Identify every row below that contains the word "railway" and copy each of those rows in full.

═══ Input rows ═══

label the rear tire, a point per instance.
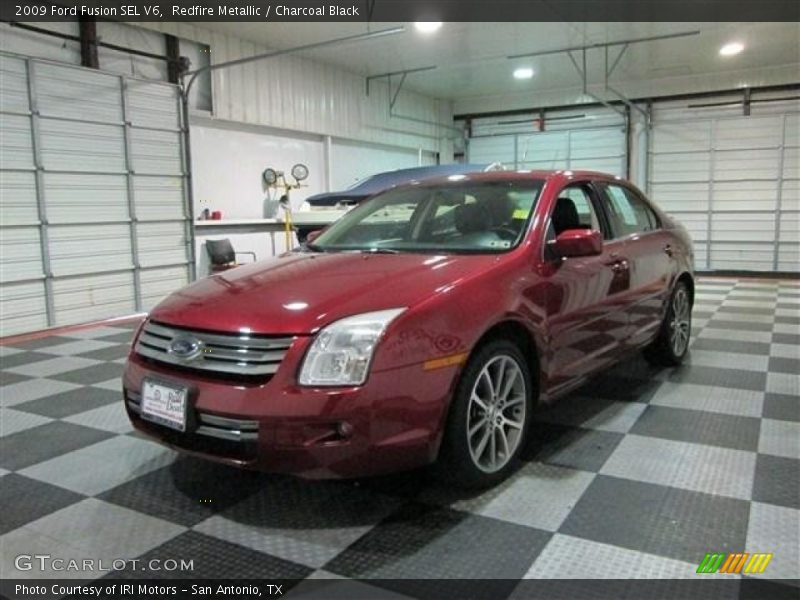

═══
═══ Input rows ═══

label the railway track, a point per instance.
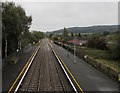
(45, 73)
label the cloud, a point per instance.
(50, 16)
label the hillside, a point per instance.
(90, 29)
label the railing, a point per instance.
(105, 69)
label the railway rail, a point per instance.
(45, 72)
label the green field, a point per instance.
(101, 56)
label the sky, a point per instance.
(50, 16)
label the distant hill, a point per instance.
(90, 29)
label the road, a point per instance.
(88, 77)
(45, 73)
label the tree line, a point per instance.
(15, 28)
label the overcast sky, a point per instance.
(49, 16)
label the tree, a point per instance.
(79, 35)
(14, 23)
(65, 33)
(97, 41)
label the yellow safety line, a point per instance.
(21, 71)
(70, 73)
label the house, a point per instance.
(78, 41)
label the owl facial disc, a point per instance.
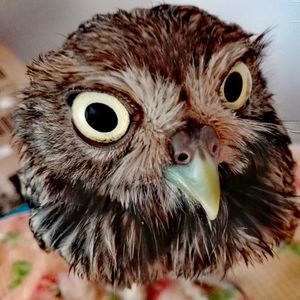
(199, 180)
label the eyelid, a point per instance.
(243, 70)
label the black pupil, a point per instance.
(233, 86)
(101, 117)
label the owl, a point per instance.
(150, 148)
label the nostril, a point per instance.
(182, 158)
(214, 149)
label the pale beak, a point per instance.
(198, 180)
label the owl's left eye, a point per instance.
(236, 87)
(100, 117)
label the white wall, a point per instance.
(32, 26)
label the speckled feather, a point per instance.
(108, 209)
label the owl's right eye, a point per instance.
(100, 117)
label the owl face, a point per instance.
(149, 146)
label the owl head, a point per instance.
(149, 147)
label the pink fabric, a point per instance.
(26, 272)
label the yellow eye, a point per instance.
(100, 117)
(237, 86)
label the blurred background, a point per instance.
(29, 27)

═══

_Task result:_
label the railway track, a point per instance.
label the railway rail, a point per instance.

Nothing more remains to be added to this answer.